■ **TASK OBJECTIVE**
Copy all of the data below word for word.

Pointing and labeling entries:
------------------------------------------------------------------------
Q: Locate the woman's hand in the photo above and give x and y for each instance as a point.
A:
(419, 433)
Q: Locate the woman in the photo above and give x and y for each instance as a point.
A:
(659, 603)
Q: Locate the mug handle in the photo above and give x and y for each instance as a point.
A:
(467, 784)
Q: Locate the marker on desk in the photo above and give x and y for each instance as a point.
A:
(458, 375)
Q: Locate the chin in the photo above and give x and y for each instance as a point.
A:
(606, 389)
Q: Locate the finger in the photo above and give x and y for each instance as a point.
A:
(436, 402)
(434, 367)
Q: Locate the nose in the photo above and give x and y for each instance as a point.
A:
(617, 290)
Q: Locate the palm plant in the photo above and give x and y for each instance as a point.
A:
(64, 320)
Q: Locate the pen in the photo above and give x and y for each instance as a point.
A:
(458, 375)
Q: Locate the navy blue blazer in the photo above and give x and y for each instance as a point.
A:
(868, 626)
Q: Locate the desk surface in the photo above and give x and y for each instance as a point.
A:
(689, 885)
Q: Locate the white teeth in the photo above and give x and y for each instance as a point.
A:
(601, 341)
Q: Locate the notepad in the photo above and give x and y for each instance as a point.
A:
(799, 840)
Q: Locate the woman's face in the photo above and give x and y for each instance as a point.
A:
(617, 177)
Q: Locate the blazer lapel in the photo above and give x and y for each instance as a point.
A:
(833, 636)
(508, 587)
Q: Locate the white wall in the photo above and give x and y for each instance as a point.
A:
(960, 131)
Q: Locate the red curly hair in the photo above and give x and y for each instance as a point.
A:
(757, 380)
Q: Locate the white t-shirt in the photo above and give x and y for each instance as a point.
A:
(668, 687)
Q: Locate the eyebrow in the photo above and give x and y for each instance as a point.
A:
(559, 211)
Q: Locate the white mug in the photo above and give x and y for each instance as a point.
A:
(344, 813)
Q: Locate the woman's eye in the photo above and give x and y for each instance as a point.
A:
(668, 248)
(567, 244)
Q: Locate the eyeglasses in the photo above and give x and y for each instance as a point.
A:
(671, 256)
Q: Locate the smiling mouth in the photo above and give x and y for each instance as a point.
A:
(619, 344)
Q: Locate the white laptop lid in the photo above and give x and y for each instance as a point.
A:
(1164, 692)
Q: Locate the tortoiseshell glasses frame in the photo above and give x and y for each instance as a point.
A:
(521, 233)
------------------------------------------------------------------------
■ **FINISHED TASK**
Q: Locate the woman's hand in the photo above and give x and y for each instance as a point.
A:
(419, 433)
Q: Locate the woman in the photo above and give x and y for each instance as a point.
A:
(659, 603)
Q: Locate the mug handle in the photo above and give x and y for each instance as a point.
A:
(467, 784)
Q: Locate the marker on desk in the photo above and give x and y for each instance as a point.
A:
(458, 375)
Q: Locate the chin in the photo above and give x and y for each instance as a point.
A:
(606, 389)
Q: Locate the finger in the photo above and give x and y for each instance as a point.
A:
(436, 402)
(434, 367)
Q: Locate the nose in the photo above and give x and y for each instance as a point.
A:
(617, 290)
Q: Locate the palm plant in the photo above and give x and y for each instance as a point.
A:
(64, 320)
Q: Locate the pen in the photo above and give x and y for each instance as a point.
A:
(458, 375)
Q: Locate the navy blue blazer in the photo above and give x and y for each instance as a point.
A:
(868, 626)
Q: Locate the desk surface in the photo above and give x and y for each instance as a point.
A:
(689, 885)
Q: Locate the white teeth in the photo above and give x and y for each instance as a point.
A:
(601, 341)
Q: Locate the notepad in the photo above and give x and y for each instance as a point.
A:
(799, 840)
Q: Locate the woman's face in the photo above and give x and y for each instance as a point.
A:
(617, 177)
Q: Locate the blazer lapel in the photo above and give x and y for each instance as a point.
A:
(833, 636)
(508, 587)
Q: Locate the white wall in the photo above and give x and y for each instance as a point.
A:
(960, 131)
Q: Locate the red curly hair in the photo above and give x and y for each instance as a point.
A:
(757, 380)
Q: Locate the white t-shirt in the photo above and give x and y for each instance as a point.
A:
(668, 687)
Q: Locate the eyebrow in the photo above and give x and y for each instance as a point.
A:
(559, 211)
Q: Locate the white mug in the photo above and give x and y for each instance as a point.
A:
(344, 813)
Q: Locate the woman's eye in the photo above and give x and y for each instance as a point.
A:
(668, 248)
(567, 244)
Q: Locate the eyeglasses in the photo above and give x and y for each instance as a point.
A:
(671, 256)
Q: Locate the smiling mouth in the photo above and give x and y for each instance as a point.
A:
(619, 344)
Q: Locate the white laptop lid in the photo above and give x and y for each instance as a point.
A:
(1164, 692)
Q: Locate the tortoiseshell glasses frame in the photo above and give x and y for each instance as a point.
A:
(521, 233)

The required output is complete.